JOB:
Retype all of the following records word for word, omitting the picture from your answer.

________

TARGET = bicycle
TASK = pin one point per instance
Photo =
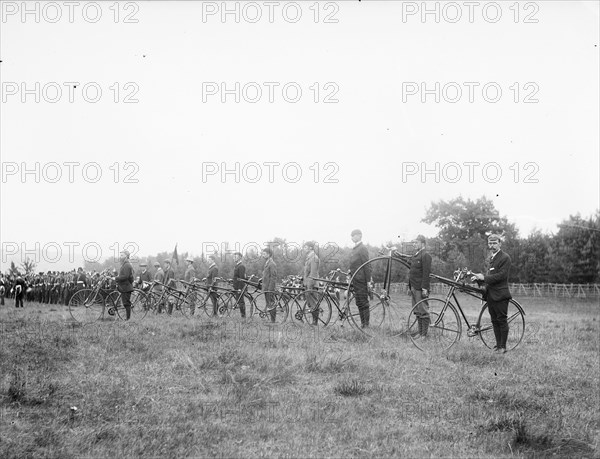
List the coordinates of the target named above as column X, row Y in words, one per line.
column 388, row 307
column 445, row 325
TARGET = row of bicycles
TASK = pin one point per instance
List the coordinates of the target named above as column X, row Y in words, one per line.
column 390, row 311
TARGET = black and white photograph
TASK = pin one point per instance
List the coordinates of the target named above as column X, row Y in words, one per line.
column 300, row 229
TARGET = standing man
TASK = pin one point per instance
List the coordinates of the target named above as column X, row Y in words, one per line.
column 497, row 293
column 2, row 289
column 189, row 276
column 159, row 276
column 418, row 283
column 145, row 276
column 359, row 256
column 311, row 270
column 211, row 280
column 169, row 282
column 239, row 274
column 20, row 287
column 125, row 282
column 269, row 281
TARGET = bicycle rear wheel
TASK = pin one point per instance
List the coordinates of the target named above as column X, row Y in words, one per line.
column 516, row 326
column 86, row 306
column 442, row 330
column 311, row 307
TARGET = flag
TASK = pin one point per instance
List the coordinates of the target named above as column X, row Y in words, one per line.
column 175, row 256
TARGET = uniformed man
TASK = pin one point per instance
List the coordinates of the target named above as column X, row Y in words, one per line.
column 418, row 283
column 211, row 281
column 239, row 274
column 358, row 257
column 159, row 276
column 125, row 282
column 311, row 270
column 189, row 276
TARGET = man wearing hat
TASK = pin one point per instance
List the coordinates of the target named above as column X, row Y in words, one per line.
column 189, row 276
column 125, row 282
column 358, row 257
column 211, row 280
column 418, row 283
column 159, row 276
column 497, row 293
column 239, row 274
column 311, row 270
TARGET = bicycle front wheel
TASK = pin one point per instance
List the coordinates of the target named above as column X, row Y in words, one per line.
column 86, row 306
column 516, row 326
column 381, row 307
column 311, row 307
column 434, row 325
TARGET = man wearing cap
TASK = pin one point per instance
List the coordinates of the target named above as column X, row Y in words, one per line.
column 497, row 293
column 125, row 282
column 159, row 276
column 311, row 270
column 239, row 274
column 358, row 257
column 145, row 276
column 189, row 276
column 269, row 281
column 418, row 283
column 211, row 280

________

RIGHT ANSWER:
TARGET = bicycle
TASK = pin one point per instance
Photo =
List the coordinates of the target named above as column X, row Y in words, one per line.
column 388, row 307
column 445, row 325
TARGET = row of bicycles
TASK = pin one point per instance
List the coordinates of the target named above as column X, row Y in words, one per line.
column 390, row 311
TARGET = black and white photograph
TASK = pin one point per instance
List the coordinates of the target named above as column X, row Y in words, one per line.
column 300, row 229
TARGET = standing man
TASK = pin one point per instance
List the coordinates of the target named above as column X, row Y in words, one per line.
column 497, row 293
column 2, row 289
column 189, row 276
column 159, row 276
column 418, row 283
column 145, row 276
column 359, row 256
column 311, row 270
column 211, row 280
column 169, row 282
column 239, row 274
column 20, row 287
column 125, row 282
column 269, row 281
TARGET = bicycle rear wheel
TASK = pin one point per instance
List the coordinates of the target named above as column X, row Y in words, one per line.
column 516, row 326
column 86, row 306
column 442, row 330
column 311, row 307
TARGET = flag
TASK = pin one point per instance
List the coordinates of the target named above as column X, row Y in words, one per line.
column 175, row 256
TARGET = uniformed man
TASK = pin one point per instance
List the coordinates of the target named above as column X, row Y in words, one per line.
column 418, row 283
column 211, row 281
column 239, row 274
column 358, row 257
column 159, row 276
column 125, row 282
column 311, row 270
column 189, row 276
TARGET = man wearing hat
TASK = pin one point per instance
List the coordinates of the target named above as column X, row Y in words, one per line.
column 189, row 276
column 125, row 282
column 358, row 257
column 211, row 280
column 418, row 283
column 159, row 276
column 497, row 293
column 239, row 274
column 311, row 270
TARGET = bicycle front wheel
TASK = pin one point per instance
List the coordinates of the target named above as column X, row Y in words, one per line.
column 86, row 306
column 516, row 326
column 381, row 307
column 311, row 307
column 434, row 325
TARGET = man wearing cap
TASK = pin one point per instance
List the coordinates of the target named above as column X, row Y in words, one per line.
column 497, row 293
column 125, row 282
column 159, row 276
column 311, row 270
column 239, row 274
column 358, row 257
column 145, row 276
column 189, row 276
column 269, row 281
column 418, row 283
column 211, row 280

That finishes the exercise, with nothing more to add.